# Goal
Copy the lines of the material below word for word, from the line with "Each instance receives exactly one keypoint. Tag the red flag" to the line with "Each instance receives exactly one keypoint. Tag the woman", both of those lines included and nothing else.

── Supplied entries

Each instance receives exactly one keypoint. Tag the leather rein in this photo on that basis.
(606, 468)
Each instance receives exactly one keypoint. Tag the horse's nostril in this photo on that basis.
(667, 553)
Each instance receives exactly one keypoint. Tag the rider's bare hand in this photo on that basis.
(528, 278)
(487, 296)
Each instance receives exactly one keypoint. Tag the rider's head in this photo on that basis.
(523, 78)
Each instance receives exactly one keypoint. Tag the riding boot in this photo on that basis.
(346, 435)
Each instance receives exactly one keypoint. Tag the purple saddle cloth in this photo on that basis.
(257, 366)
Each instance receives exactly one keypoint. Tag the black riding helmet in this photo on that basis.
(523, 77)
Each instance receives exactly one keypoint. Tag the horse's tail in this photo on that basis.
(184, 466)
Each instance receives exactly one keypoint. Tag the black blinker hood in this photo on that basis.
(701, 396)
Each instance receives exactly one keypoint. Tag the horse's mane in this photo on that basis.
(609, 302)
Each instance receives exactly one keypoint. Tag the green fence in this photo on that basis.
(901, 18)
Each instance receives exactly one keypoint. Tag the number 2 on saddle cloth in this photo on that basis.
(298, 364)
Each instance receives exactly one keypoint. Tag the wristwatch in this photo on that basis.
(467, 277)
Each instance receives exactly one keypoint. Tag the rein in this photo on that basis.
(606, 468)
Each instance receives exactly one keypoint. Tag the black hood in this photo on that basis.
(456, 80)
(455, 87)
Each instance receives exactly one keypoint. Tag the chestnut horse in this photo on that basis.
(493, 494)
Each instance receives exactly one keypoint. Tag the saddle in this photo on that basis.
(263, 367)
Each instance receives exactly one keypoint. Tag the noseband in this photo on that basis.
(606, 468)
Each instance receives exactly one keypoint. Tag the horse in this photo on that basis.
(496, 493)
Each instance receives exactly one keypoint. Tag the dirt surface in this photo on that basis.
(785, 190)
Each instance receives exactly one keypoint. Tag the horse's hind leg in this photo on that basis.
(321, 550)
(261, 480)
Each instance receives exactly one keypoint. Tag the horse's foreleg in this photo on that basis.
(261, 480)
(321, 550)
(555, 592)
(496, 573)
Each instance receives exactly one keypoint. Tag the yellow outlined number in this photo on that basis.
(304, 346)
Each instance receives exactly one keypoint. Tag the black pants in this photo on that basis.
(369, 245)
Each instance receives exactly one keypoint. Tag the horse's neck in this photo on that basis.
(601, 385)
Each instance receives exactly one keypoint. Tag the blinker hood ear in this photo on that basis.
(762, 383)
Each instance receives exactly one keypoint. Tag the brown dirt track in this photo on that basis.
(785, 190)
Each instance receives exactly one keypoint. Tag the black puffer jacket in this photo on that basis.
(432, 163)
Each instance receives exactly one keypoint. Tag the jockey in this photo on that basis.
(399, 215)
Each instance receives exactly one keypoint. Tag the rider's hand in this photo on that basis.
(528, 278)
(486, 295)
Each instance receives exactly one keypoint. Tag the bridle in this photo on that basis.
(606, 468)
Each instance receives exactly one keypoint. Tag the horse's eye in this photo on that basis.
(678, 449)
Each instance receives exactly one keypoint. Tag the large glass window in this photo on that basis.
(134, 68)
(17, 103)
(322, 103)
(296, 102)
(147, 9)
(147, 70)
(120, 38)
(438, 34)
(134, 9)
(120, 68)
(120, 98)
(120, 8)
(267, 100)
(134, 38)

────
── Supplied entries

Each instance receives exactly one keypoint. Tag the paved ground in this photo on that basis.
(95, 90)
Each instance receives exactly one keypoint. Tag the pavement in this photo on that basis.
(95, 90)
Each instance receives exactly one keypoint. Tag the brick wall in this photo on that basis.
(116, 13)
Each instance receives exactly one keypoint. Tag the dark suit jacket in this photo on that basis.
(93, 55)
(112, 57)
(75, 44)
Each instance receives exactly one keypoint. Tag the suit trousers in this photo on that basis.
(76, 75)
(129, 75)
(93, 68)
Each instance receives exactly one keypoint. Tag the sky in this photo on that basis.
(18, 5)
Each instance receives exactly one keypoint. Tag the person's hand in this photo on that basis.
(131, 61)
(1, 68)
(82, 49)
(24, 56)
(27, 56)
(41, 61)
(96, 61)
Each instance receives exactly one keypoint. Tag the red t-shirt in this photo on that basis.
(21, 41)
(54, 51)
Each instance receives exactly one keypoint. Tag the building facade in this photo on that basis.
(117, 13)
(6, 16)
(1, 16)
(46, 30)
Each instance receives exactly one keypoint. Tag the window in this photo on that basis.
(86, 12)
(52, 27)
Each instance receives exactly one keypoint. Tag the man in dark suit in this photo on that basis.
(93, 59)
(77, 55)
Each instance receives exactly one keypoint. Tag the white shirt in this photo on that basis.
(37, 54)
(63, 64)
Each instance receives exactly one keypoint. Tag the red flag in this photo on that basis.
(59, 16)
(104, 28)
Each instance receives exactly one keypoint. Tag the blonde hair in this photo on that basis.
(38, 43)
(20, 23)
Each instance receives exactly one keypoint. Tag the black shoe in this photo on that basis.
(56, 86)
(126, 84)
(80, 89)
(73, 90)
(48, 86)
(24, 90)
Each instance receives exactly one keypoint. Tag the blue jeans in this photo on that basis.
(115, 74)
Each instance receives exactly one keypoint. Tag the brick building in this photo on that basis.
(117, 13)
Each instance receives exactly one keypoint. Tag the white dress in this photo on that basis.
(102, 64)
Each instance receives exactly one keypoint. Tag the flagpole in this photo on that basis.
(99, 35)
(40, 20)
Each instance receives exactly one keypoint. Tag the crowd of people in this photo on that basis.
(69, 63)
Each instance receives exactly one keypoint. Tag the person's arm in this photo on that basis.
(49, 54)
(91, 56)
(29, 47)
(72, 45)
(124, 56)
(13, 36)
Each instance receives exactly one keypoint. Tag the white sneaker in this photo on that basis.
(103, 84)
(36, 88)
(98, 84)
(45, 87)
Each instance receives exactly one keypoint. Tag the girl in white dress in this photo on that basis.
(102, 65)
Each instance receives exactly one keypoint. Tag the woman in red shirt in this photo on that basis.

────

# Finished exercise
Each instance receives exactly one keypoint. Tag the red flag in this photo on that basis.
(59, 16)
(104, 28)
Each instance receives exactly one keypoint. Tag the blonde hair in this photo on that basis.
(38, 43)
(20, 23)
Each instance receives exactly one keypoint. Tag the black shoe in this photo on that basis.
(56, 86)
(126, 84)
(80, 89)
(73, 90)
(48, 86)
(24, 90)
Each instance receives exactly one keypoint. Tag the blue jeans in this photo on that basis.
(115, 74)
Each instance receives exactly one keypoint. Tag the brick building in this photo on that basis.
(117, 13)
Each instance receives exactly one keypoint. Tag the white dress in this photo on that basis.
(102, 64)
Each instance receives exactly one keypoint. Tag the flagpole in this photo on that basis.
(99, 35)
(40, 20)
Each instance receives exactly one keypoint. Tag the crowd of people in this photo on that basis.
(69, 63)
Each instance receives exactly one keypoint. Tag the person's arm in this photo on that basis.
(49, 54)
(91, 56)
(29, 47)
(72, 45)
(124, 56)
(13, 36)
Each instance receives exactly one keypoint. Tag the white sneaker in this photo on that basis.
(103, 84)
(36, 88)
(98, 84)
(45, 87)
Each instance receives exactly one keypoint. Tag the girl in white dress in this photo on that basis.
(102, 65)
Each instance receives exactly one keypoint. Tag the woman in red shirt in this photo on that basis.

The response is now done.